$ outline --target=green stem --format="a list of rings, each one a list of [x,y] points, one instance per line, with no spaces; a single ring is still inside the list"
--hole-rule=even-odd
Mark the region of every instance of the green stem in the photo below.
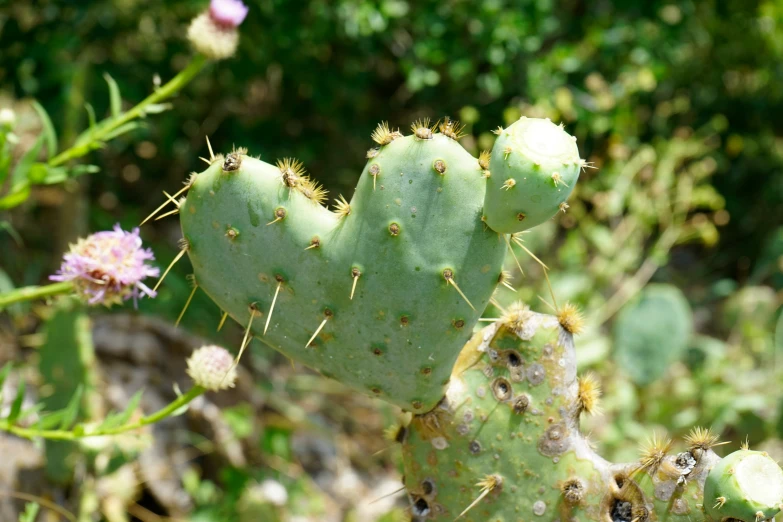
[[[149,424],[155,424],[166,417],[171,416],[178,409],[182,408],[186,404],[189,404],[196,397],[203,394],[206,390],[201,386],[193,386],[186,394],[180,395],[174,401],[169,403],[164,408],[156,411],[151,415],[142,417],[138,421],[132,424],[125,424],[123,426],[117,426],[116,428],[98,429],[94,431],[86,432],[83,429],[79,430],[39,430],[35,428],[23,428],[21,426],[14,426],[7,421],[0,423],[0,430],[13,433],[18,437],[25,439],[35,439],[38,437],[48,440],[78,440],[87,437],[101,437],[105,435],[118,435],[127,431],[137,430]],[[78,426],[77,426],[78,428]]]
[[[182,71],[180,71],[179,74],[177,74],[174,78],[169,80],[165,85],[158,88],[147,96],[142,102],[140,102],[138,105],[133,107],[127,112],[124,112],[120,115],[118,115],[115,118],[110,119],[107,121],[104,125],[97,125],[95,127],[95,131],[90,133],[90,140],[88,140],[88,143],[86,144],[80,144],[80,145],[74,145],[71,148],[64,150],[54,158],[49,160],[49,166],[50,167],[56,167],[57,165],[62,165],[63,163],[70,161],[74,158],[78,158],[80,156],[83,156],[87,152],[91,150],[90,145],[92,145],[95,142],[103,141],[103,138],[109,135],[112,131],[119,128],[120,126],[128,123],[131,120],[134,120],[136,118],[144,117],[145,115],[145,109],[154,103],[159,103],[166,98],[169,98],[170,96],[174,95],[182,89],[185,85],[187,85],[190,80],[193,79],[196,74],[201,71],[201,69],[204,68],[204,66],[207,63],[206,57],[204,57],[201,54],[197,54],[191,59],[190,63],[187,67],[185,67]]]
[[[50,285],[43,286],[26,286],[24,288],[16,288],[14,290],[0,294],[0,310],[14,303],[67,294],[72,290],[73,283],[71,281],[63,281],[61,283],[52,283]]]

◆ **Problem description**
Check each line of the records above for the string "stem", and report every line that has it.

◆ **Output of the exercise**
$ outline --target=green stem --format="a list of rings, each one a list of [x,y] points, one instance per line, with no spaces; a single ring is still inside the list"
Mark the region of every instance of the green stem in the photo below.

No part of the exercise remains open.